Задание
Что сделал Сизиф с Танатосом, пока тот развлекался, согласно пересказу мифа о Сизифе?

Фрагмент документа
● ● ●
Пришел к Сизифу как-то в гости бог смерти Танатос. Мол, собирайся, царь, в дорогу дальнюю, пришло твое время к речке Стикс прогуляться. А тот: «Вах, уважаемый, куда торопишься? Давай, шашлычок-машлычок под коньячок. Кальянчик, девочки, мальчики, музычка. Один раз живем. Банкет за мой свет». Вот и развесил уши Танатос, а пока развлекался, Сизиф его к стулу цепями и приковал.

Смотрит Аидушка в бухгалтерские книги и глазам не верит — дебит с кредитом не сходится. Прибытку новых душ в хозяйстве ноль, а по бумагам, вот они должны быть, как миленькие. Да и просятся эти самые души, особенно больных и смертельно раненных героев и воинов, быстрее от мучений избавиться, только не проходят почему-то в царство.

Тогда и послал Аидушка на землю могучего бога войны Ареса, чтобы разобрался, что за фигня творится. Тот Танатоса освободил, Сизифа приволок, но и здесь царь облапошил Аидушку. Велел Сизиф втихаря жене своей родственников на похороны не звать, в газетах некрологи не размещать, ленточки траурные на фотографии не нацеплять, кутью не готовить. А раз так, выходит, живой он по всем параметрам.
● ● ●
Исходные данные

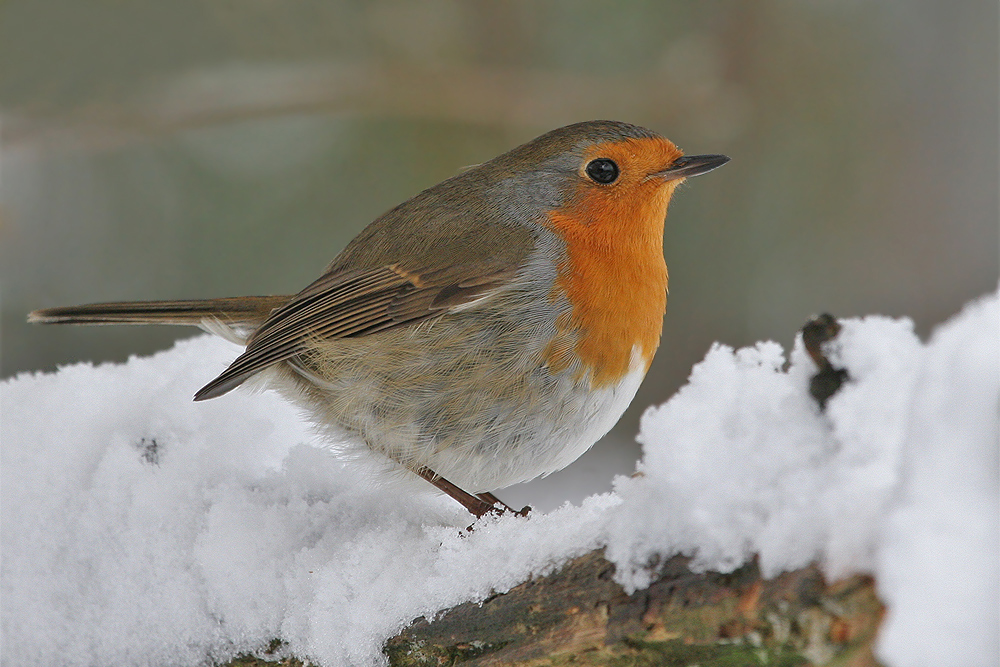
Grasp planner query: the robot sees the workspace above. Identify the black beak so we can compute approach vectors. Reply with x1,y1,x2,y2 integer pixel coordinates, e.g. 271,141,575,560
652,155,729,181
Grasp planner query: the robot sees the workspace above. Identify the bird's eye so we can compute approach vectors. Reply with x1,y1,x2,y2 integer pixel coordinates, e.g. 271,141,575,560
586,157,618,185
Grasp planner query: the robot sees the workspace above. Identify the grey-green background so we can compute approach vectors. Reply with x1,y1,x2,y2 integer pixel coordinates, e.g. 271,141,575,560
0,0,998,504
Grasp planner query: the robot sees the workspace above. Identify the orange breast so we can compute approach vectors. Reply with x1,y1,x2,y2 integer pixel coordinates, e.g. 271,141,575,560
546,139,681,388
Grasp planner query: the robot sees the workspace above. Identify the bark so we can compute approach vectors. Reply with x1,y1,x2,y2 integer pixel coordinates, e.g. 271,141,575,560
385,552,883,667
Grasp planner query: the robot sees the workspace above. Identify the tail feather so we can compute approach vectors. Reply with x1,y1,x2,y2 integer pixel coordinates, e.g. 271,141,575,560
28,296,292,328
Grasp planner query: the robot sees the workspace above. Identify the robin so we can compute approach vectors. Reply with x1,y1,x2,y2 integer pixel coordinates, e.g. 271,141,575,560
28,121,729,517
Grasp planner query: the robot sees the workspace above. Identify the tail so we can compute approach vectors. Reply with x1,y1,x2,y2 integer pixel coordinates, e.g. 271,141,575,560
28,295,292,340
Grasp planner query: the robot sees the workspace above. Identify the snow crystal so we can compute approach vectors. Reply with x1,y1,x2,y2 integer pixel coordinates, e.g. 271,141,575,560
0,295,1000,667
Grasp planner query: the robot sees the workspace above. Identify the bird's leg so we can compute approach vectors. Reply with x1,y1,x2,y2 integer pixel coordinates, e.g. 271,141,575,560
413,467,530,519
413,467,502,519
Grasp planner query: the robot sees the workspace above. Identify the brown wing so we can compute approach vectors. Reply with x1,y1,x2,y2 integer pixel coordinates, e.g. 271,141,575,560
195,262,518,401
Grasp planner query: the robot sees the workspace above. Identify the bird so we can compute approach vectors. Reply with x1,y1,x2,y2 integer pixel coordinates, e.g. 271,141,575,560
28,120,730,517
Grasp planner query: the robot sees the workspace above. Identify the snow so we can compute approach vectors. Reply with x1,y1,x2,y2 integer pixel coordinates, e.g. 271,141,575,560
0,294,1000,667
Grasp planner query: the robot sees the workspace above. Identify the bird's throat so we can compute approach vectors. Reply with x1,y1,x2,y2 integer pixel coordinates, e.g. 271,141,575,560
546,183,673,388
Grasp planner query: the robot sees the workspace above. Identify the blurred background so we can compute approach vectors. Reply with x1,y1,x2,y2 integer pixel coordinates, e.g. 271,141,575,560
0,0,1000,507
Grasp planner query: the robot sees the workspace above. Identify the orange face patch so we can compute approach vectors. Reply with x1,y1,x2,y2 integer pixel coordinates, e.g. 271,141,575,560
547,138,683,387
● ● ●
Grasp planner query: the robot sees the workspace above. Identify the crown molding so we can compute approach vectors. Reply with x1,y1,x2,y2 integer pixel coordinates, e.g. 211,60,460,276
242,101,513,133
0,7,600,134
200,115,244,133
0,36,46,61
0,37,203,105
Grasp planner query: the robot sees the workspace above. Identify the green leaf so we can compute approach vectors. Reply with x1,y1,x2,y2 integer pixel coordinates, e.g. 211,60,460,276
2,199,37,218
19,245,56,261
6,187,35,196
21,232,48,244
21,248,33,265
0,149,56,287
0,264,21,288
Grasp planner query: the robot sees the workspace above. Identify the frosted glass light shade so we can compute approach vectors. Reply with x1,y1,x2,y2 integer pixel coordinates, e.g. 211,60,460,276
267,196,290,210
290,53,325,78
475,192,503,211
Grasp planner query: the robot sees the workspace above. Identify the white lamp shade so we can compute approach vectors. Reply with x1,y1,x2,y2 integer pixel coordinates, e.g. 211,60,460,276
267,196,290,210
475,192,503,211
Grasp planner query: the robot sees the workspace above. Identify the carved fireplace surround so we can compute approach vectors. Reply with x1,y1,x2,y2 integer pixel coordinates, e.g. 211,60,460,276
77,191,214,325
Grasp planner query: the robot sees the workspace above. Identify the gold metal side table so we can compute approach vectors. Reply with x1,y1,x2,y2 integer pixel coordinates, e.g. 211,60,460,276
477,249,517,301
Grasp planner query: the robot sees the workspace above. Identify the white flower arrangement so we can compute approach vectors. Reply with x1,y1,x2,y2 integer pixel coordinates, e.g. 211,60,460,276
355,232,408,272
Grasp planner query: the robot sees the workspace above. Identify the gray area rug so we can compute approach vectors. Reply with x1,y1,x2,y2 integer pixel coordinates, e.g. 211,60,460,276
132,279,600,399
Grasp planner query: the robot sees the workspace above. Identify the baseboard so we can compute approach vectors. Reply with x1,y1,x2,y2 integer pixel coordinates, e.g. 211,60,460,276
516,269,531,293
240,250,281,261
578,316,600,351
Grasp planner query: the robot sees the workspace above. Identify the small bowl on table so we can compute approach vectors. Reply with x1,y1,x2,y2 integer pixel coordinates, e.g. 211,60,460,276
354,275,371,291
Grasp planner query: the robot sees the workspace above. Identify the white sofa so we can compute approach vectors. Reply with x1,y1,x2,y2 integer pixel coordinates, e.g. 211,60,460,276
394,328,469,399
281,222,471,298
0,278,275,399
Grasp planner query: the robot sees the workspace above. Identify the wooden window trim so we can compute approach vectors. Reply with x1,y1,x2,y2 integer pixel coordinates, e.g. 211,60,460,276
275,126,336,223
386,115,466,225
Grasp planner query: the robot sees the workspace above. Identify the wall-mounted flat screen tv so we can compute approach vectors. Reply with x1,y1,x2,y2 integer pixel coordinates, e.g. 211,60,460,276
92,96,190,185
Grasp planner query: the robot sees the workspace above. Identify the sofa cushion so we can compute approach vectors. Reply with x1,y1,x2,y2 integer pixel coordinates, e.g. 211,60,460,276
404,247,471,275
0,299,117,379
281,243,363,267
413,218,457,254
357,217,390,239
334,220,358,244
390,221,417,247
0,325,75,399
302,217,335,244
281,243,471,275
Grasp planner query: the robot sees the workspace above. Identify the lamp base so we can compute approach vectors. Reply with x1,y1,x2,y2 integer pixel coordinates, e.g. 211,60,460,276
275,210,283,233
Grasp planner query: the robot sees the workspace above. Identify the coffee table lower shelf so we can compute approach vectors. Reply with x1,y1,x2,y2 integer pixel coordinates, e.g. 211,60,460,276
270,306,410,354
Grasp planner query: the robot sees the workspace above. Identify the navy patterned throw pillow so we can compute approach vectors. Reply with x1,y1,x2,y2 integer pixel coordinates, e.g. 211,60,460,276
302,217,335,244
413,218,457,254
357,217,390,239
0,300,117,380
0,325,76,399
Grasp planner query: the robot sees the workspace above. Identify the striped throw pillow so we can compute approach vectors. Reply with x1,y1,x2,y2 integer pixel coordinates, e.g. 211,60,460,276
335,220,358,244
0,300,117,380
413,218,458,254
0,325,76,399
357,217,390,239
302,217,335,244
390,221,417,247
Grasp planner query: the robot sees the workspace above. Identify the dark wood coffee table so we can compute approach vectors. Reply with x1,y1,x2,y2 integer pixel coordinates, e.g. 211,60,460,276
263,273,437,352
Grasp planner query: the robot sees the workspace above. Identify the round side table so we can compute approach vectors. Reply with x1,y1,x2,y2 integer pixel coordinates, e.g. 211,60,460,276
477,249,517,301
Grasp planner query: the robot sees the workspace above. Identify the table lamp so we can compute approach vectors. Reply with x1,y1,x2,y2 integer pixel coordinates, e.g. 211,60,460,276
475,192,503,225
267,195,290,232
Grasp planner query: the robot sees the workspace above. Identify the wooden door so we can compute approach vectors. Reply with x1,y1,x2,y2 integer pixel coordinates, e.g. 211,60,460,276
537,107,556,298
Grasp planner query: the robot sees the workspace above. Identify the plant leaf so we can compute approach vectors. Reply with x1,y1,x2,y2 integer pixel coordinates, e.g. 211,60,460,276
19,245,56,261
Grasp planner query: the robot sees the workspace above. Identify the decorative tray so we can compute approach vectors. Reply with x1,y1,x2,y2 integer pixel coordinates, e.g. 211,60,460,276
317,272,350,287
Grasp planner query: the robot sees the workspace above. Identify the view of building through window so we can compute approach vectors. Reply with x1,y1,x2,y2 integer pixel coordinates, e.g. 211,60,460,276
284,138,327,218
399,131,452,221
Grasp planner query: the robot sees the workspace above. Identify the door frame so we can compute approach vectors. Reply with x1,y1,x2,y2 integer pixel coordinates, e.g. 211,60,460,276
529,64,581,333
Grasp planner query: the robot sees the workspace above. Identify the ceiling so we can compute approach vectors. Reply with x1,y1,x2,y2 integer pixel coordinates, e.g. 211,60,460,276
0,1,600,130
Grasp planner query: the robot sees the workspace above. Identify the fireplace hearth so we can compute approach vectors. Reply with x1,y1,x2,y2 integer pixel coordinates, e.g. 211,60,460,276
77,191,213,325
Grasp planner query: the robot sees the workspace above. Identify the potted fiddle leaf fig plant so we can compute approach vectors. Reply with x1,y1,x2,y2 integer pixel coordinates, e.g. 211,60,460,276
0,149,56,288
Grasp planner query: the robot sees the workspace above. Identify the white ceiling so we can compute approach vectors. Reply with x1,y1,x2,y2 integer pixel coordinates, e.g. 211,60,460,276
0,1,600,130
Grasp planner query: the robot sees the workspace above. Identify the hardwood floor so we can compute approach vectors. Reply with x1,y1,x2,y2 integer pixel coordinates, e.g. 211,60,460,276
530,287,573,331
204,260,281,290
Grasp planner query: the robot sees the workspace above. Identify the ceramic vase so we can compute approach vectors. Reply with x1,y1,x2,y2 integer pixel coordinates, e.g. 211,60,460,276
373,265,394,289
● ● ●
Полный ответ
Сизиф приковал Танатоса цепями к стулу.